--- Tasks to perform ---
1/ In the pandas cheat sheet, change "DataFrame" to "table" in the passage that begins at "df[[column1, column2]] selects" and ends after "for SQL-like queries.", then give that passage back in full.
2/ Extend the pandas cheat sheet past its final line.

##### Document text #####

Pandas Cheat Sheet

Introduction to Pandas

Pandas is a powerful open-source data analysis and manipulation library for Python.

It provides data structures and functions to efficiently work with structured data.

Developed by Wes McKinney in 2008, Pandas is widely used in data science, finance, and research.

Key components include Series (1-dimensional labeled array) and DataFrame (2-dimensional labeled data structure).

Pandas simplifies data manipulation tasks such as cleaning, filtering, grouping, and transforming.

It integrates seamlessly with other libraries like NumPy, Matplotlib, and Scikit-learn.

Pandas is built on top of NumPy, leveraging its fast array processing capabilities.

Offers intuitive and flexible functionalities for data exploration and analysis.

Ideal for tasks ranging from data cleaning and preprocessing to statistical analysis and visualization.

Indexing and Selecting Data

Use .loc[] for label-based indexing on rows and columns.

Use .iloc[] for integer-based indexing on rows and columns.

Boolean indexing allows selecting data based on conditions.

df[column_name] or df.column_name selects a single column.

df[[column1, column2]] selects multiple columns.

.head(n) returns the first n rows of the DataFrame.

.tail(n) returns the last n rows of the DataFrame.

df.at[] and df.iat[] for single value selection based on label or integer.

df.iloc[:, [0, 1]] selects all rows and specific columns.

.query() method for SQL-like queries.

.isin() method for filtering based on multiple values.

##### Data block #####

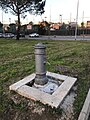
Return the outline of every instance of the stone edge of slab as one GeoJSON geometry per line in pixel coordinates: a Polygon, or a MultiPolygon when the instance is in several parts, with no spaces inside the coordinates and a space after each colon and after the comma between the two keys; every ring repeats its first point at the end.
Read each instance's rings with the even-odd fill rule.
{"type": "Polygon", "coordinates": [[[58,108],[61,102],[63,101],[63,99],[65,98],[65,96],[68,94],[68,92],[76,82],[77,78],[60,75],[52,72],[47,72],[47,76],[54,77],[56,79],[60,79],[64,81],[52,95],[49,95],[48,93],[42,94],[41,91],[35,90],[35,88],[28,87],[27,85],[25,85],[34,79],[35,73],[25,77],[24,79],[18,81],[17,83],[14,83],[9,87],[9,89],[16,91],[20,95],[25,96],[27,98],[39,100],[44,104],[49,104],[52,107],[58,108]],[[31,95],[30,95],[30,92],[31,92],[31,95]],[[40,93],[42,96],[40,95],[40,93]]]}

#####

--- Answers for the tasks ---
1/
df[[column1, column2]] selects multiple columns.

.head(n) returns the first n rows of the table.

.tail(n) returns the last n rows of the table.

df.at[] and df.iat[] for single value selection based on label or integer.

df.iloc[:, [0, 1]] selects all rows and specific columns.

.query() method for SQL-like queries.

2/
Chained indexing should be avoided for assignment (use .loc[] or .iloc[] instead).

Dealing with Outliers

Identify outliers using descriptive statistics (mean, median, standard deviation)

Visualize data distribution using box plots, histograms, or scatter plots

Use domain knowledge to determine if outliers are valid data points or errors

Apply statistical methods like Z-score, IQR (Interquartile Range) to detect outliers

Consider different strategies for handling outliers:

Removing outliers: Drop outliers from the dataset

Transforming data: Apply mathematical transformations (log, square root) to reduce the impact of outliers

Winsorization: Cap or clamp extreme values to a specified percentile

Evaluate the impact of outlier handling on data analysis and modeling

Document the rationale behind outlier treatment for reproducibility and transparency

Data Cleaning

Handling Missing Values:

dropna(): Drops rows or columns with missing values.

fillna(): Fills missing values with specified values.

isna() / notna(): Checks for missing or non-missing values.

Removing Duplicates:

duplicated(): Identifies duplicate rows.

drop_duplicates(): Removes duplicate rows.

Data Imputation:

Replace missing values with the mean, median, or mode.

Use interpolation methods for time series data.

Data Validation:

Validate data types using dtype.

Use regular expressions to validate string data.

Data Standardization:

Convert data to a consistent format (e.g., lowercase).

Normalize numeric data to a common scale.

Data Transformation:

Convert data types using astype().

Apply custom functions using apply().

Outlier Detection:

Visualize data distribution with histograms and box plots.

Use statistical methods like z-score or IQR to detect outliers.

Error Correction:

Handle erroneous values based on domain knowledge.

Use external datasets or references for validation.

Handling Inconsistent Data:

Standardize categorical data.

Resolve inconsistencies in naming conventions.

Handling Data Integrity Issues:

Identify and rectify data inconsistencies.

Use data profiling tools for anomaly detection.

Error Handling:

Use try-except blocks to handle errors during data processing.

Log errors for debugging and tracking purposes.

Grouping and Aggregating Data

Grouping Data:

Grouping data based on one or more columns using the groupby() function.

Example: df.groupby('Column') or df.groupby(['Column1', 'Column2']).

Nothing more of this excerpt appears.